*Written exercise*
Please edit every one of the records below so that each "Habitat-count request" becomes "Point-count request", with everything else left unchanged. Leave the pictures out of your answer.
* START Data provided *
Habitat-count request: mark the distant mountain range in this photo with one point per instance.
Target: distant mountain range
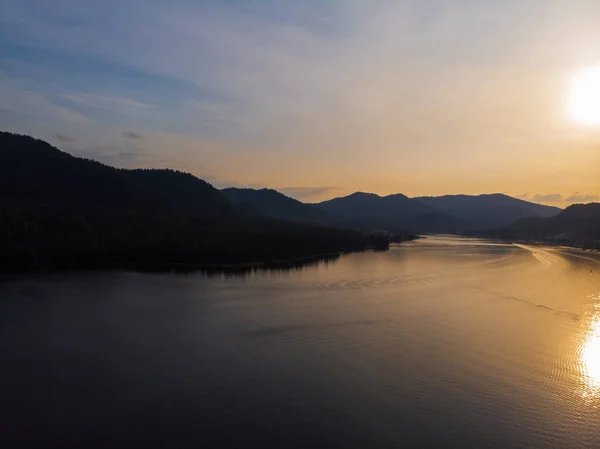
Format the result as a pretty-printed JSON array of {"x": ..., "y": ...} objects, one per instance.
[
  {"x": 578, "y": 225},
  {"x": 444, "y": 214},
  {"x": 60, "y": 209}
]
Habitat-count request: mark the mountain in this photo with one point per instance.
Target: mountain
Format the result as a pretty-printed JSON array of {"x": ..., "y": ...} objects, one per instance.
[
  {"x": 392, "y": 212},
  {"x": 34, "y": 171},
  {"x": 273, "y": 204},
  {"x": 577, "y": 225},
  {"x": 492, "y": 211},
  {"x": 62, "y": 212}
]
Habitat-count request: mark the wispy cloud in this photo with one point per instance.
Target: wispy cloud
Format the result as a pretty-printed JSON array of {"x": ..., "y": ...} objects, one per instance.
[
  {"x": 63, "y": 138},
  {"x": 377, "y": 95},
  {"x": 308, "y": 193},
  {"x": 105, "y": 102},
  {"x": 132, "y": 135},
  {"x": 547, "y": 198}
]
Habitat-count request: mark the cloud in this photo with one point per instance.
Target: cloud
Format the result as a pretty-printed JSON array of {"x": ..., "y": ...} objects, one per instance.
[
  {"x": 132, "y": 135},
  {"x": 63, "y": 138},
  {"x": 301, "y": 193},
  {"x": 105, "y": 102},
  {"x": 547, "y": 198},
  {"x": 582, "y": 198}
]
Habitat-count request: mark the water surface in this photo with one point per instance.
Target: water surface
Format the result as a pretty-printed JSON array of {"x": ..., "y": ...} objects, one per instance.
[{"x": 441, "y": 342}]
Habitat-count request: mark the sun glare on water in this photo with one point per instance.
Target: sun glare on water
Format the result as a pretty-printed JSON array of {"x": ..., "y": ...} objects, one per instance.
[
  {"x": 591, "y": 357},
  {"x": 584, "y": 98}
]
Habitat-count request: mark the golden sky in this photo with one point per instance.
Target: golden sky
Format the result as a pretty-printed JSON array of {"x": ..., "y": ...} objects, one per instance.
[{"x": 317, "y": 99}]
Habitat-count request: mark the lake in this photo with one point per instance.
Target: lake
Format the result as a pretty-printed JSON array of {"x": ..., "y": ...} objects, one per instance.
[{"x": 441, "y": 342}]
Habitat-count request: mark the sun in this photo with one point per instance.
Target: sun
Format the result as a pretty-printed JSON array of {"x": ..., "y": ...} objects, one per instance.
[{"x": 584, "y": 99}]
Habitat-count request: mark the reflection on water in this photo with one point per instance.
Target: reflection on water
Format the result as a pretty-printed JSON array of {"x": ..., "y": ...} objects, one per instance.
[
  {"x": 590, "y": 354},
  {"x": 441, "y": 342}
]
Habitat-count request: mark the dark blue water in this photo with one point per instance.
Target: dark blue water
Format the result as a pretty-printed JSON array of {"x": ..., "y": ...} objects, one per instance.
[{"x": 437, "y": 343}]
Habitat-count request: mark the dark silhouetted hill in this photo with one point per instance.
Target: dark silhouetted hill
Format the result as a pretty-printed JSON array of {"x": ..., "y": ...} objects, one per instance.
[
  {"x": 58, "y": 211},
  {"x": 392, "y": 212},
  {"x": 492, "y": 211},
  {"x": 577, "y": 225},
  {"x": 33, "y": 170},
  {"x": 273, "y": 204}
]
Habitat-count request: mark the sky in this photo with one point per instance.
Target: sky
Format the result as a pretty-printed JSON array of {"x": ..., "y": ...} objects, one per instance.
[{"x": 317, "y": 99}]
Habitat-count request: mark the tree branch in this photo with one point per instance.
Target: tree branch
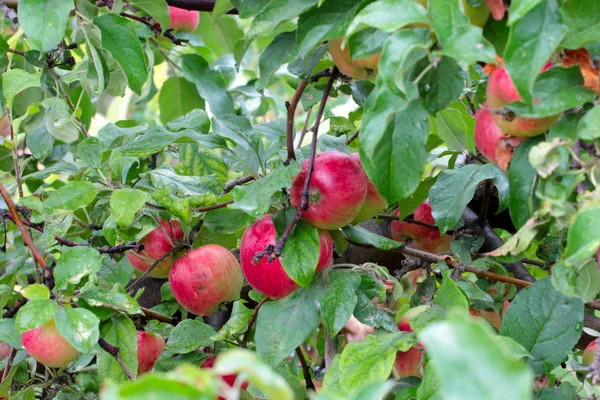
* END Data provided *
*Response to this task*
Point-count request: mark the distant mountain range in this photo with one point per instance.
Target: distant mountain range
Format the result as a pretty-printed JSON array of {"x": ..., "y": ...} objects, one per instance.
[
  {"x": 578, "y": 225},
  {"x": 444, "y": 214},
  {"x": 60, "y": 209}
]
Point-count request: mark the mountain in this photo with one point per instance.
Target: mountain
Format the result as a pretty-printed JSON array of {"x": ..., "y": ...} objects, one per instance.
[
  {"x": 392, "y": 212},
  {"x": 34, "y": 171},
  {"x": 273, "y": 204},
  {"x": 577, "y": 225},
  {"x": 492, "y": 211},
  {"x": 62, "y": 212}
]
Point-count request: mark the wispy cloud in this photo with one point per instance.
Target: wispy cloud
Format the result as a pretty-printed JSON array of {"x": ..., "y": ...} objects, one per instance.
[
  {"x": 63, "y": 138},
  {"x": 377, "y": 95},
  {"x": 308, "y": 193},
  {"x": 105, "y": 102},
  {"x": 132, "y": 135},
  {"x": 547, "y": 198}
]
Point-count request: mark the cloud in this photo with one point per instance.
Target: cloud
Format the result as a pretty-printed JSON array of {"x": ..., "y": ...} objects, one per instance.
[
  {"x": 132, "y": 135},
  {"x": 63, "y": 138},
  {"x": 301, "y": 193},
  {"x": 105, "y": 102},
  {"x": 547, "y": 198},
  {"x": 582, "y": 198}
]
Point-count request: mark the water surface in this photo with one point per instance.
Target: water surface
Format the result as a pretty-printed JSON array of {"x": ..., "y": ...} objects, one per instance.
[{"x": 441, "y": 342}]
Point-count request: mark the sun glare on water in this photo with one point per instance.
Target: sun glare on water
Format the result as a pretty-printed JSON array of {"x": ..., "y": ...} objects, one per instance.
[
  {"x": 591, "y": 357},
  {"x": 584, "y": 98}
]
Point-count request: mark the golden sky in this photo with one point per instance.
Target: golden sky
Format the result as a pretty-printed JSON array of {"x": ..., "y": ...} objects, one per instance.
[{"x": 317, "y": 99}]
Point-count request: mark the lake in this photo with one point per instance.
Target: lake
Format the result as a pretty-printed JSON array of {"x": ..., "y": ...} objects, one per instance.
[{"x": 441, "y": 342}]
Point-count request: mark the sun in this photo with one point per instance.
Target: sun
Format the result as a pretty-printed JSON array of {"x": ..., "y": ...} objects, one per instance.
[{"x": 584, "y": 99}]
Point-count request: mark the reflection on water in this photo with one point per instance.
Target: reflection on water
Format the result as a pretty-printed JSON array of {"x": ..., "y": ...} objects, one per instance.
[
  {"x": 590, "y": 354},
  {"x": 441, "y": 342}
]
Point-count request: mark the dark blue water in this photo with one point per instance.
Target: dark blue water
Format the result as a pretty-printed JSON array of {"x": ..., "y": ...} objects, one per instance.
[{"x": 437, "y": 343}]
Point-count request: mark the dark silhouetted hill in this photo with one point per instance.
Target: dark silhouetted hill
Format the result as a pretty-printed JSON array of {"x": ..., "y": ...} objects, one per instance.
[
  {"x": 58, "y": 211},
  {"x": 392, "y": 212},
  {"x": 492, "y": 211},
  {"x": 577, "y": 225},
  {"x": 33, "y": 170},
  {"x": 273, "y": 204}
]
Point-count request: mark the sky in this photo with one point per instance.
Target: sky
Format the result as a pretty-printed JSON array of {"x": ..., "y": ...} objects, one per instance.
[{"x": 317, "y": 99}]
Point-count request: mark the tree branch in this photo with one point per instance.
Target: tree branch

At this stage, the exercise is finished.